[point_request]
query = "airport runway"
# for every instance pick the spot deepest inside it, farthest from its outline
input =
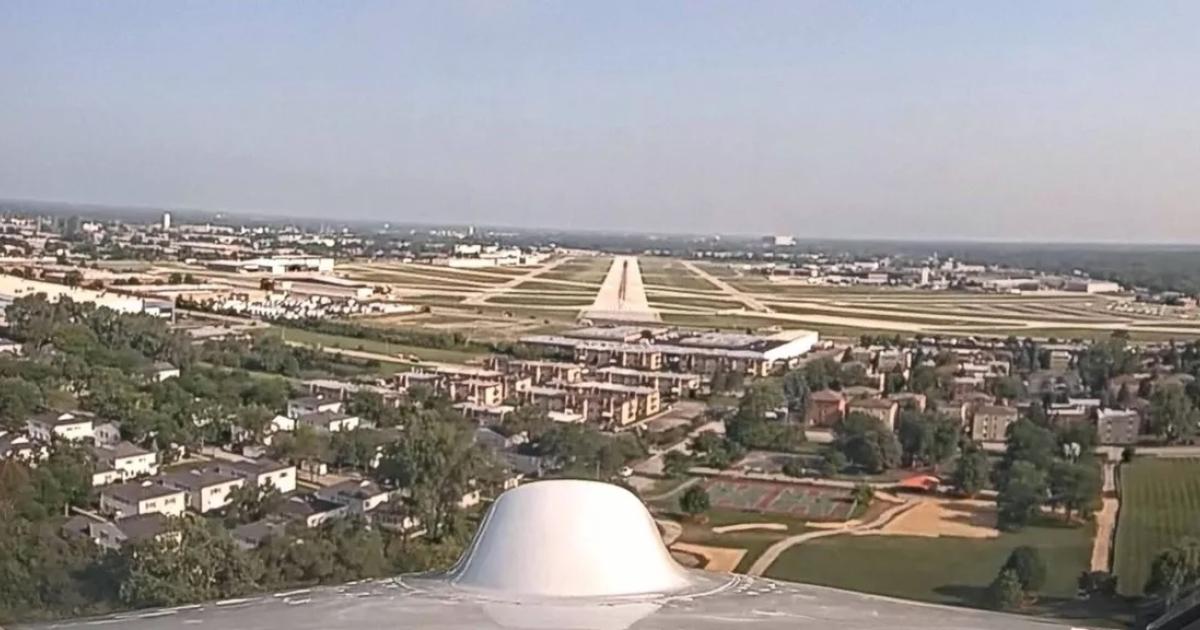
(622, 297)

...

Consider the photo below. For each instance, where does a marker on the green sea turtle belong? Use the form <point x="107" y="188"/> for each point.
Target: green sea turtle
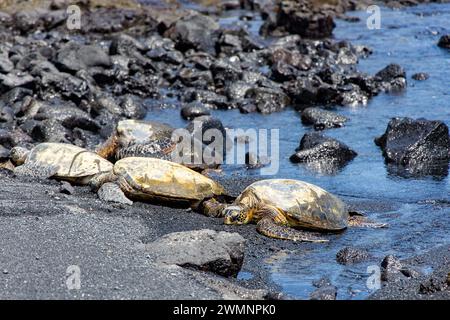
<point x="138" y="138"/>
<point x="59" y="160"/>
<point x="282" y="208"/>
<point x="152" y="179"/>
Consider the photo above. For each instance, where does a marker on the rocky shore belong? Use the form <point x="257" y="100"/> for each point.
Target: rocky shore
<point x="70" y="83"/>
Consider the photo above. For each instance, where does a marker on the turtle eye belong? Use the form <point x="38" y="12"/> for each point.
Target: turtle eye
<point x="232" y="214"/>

• **Exercise aim**:
Copy every line of the material in which the word "above" occurs.

• **Worked solution**:
Consider the photo above. For each instance, where does a marker on the rocky shore belong? Use the form <point x="257" y="100"/> for each point.
Consider the photo above. For each instance, where does a marker on the turtle eye belong? Use the form <point x="38" y="12"/> for each point.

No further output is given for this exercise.